WHAT YOU NEED TO DO – Nothing but the lines from the line with "Where can the rear wheel" through the end of the data is to be copied, and each is to be copied exactly.

EXTRACTED INFORMATION –
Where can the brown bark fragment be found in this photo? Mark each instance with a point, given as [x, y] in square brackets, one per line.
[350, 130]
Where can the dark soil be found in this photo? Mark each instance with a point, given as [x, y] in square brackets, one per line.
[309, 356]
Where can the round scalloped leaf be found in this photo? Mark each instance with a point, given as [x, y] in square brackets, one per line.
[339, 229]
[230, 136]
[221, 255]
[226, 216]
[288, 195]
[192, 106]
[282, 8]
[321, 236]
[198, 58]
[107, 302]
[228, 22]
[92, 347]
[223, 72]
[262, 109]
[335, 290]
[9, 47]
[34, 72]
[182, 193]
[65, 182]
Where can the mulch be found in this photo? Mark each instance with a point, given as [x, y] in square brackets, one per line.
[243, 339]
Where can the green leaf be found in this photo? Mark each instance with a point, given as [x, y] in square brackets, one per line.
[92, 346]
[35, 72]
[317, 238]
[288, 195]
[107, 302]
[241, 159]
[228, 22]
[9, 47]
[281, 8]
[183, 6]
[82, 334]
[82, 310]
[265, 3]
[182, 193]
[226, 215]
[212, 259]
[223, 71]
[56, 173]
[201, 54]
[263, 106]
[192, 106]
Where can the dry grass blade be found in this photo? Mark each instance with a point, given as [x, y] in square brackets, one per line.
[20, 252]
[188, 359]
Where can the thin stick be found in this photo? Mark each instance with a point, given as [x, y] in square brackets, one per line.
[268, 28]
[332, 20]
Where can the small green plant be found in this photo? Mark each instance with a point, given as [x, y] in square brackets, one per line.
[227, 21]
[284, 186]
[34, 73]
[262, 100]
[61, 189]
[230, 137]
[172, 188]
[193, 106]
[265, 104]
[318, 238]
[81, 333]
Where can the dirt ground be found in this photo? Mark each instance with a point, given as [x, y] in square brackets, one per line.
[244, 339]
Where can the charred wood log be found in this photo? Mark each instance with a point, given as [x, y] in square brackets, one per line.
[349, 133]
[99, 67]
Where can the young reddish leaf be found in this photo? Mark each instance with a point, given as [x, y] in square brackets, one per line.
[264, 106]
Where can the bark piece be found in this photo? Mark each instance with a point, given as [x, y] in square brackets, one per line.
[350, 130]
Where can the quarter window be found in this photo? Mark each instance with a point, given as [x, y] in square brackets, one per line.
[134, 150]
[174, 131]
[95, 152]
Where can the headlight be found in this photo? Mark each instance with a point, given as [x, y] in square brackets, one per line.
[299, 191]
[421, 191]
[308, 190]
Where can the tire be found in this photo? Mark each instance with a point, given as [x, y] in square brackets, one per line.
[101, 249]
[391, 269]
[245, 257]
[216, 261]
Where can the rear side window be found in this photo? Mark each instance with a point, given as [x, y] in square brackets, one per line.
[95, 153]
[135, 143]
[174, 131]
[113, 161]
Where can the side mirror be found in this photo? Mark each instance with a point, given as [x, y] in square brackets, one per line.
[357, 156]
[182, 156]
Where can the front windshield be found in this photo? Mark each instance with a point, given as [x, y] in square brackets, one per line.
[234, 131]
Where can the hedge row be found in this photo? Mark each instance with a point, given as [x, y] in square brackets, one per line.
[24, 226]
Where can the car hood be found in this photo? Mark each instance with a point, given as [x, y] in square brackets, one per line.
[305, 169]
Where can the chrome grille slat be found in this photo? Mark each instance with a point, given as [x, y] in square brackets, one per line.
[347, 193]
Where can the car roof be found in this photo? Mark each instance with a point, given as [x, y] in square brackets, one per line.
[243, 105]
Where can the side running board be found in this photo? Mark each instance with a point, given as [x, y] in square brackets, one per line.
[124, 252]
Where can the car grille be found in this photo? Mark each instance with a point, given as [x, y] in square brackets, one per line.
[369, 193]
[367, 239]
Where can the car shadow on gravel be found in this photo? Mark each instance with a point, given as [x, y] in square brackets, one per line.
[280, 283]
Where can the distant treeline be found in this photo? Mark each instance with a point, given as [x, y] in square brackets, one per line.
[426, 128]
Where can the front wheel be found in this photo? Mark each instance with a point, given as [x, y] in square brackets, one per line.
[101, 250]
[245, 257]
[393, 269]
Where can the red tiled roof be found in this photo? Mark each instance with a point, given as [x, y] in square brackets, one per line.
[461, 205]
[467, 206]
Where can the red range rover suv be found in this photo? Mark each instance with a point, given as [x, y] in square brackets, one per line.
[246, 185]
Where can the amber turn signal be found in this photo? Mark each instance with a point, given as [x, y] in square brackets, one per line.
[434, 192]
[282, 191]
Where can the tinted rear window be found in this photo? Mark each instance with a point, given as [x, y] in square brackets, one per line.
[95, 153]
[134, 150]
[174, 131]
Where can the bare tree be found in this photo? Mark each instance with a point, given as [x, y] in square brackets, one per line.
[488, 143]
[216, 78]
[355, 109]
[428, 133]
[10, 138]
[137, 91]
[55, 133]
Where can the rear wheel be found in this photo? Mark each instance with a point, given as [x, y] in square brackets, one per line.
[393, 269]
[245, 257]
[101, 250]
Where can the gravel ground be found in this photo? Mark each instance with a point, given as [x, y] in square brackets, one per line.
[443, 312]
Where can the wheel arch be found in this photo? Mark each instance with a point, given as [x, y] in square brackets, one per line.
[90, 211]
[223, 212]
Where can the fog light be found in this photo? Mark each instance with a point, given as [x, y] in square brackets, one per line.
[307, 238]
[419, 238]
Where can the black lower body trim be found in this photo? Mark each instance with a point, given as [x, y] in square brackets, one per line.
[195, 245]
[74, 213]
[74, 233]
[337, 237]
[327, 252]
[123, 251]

RESPONSE BELOW –
Where can the rear wheel be found in this photo? Mark each instance with a point, given as [x, y] in square brackets, one per line.
[393, 269]
[245, 257]
[101, 250]
Where can the gravel ground be found in this photo? Mark each instance with a point, given as [x, y] in square brackets, one per line.
[443, 312]
Where can the wheel arch be found in this photo? Mark each instance with a point, given as [x, y] in square brackets, one per line.
[90, 211]
[223, 212]
Where can the fog light be found in this photo? Mark each instance with a point, given as [x, y] in square brackets, one per line.
[307, 238]
[419, 238]
Where can the black lower body trim be found in this photo? Mark each instance with a point, given as [x, y] in square brackets, one per line.
[195, 245]
[74, 213]
[74, 233]
[337, 237]
[327, 252]
[123, 251]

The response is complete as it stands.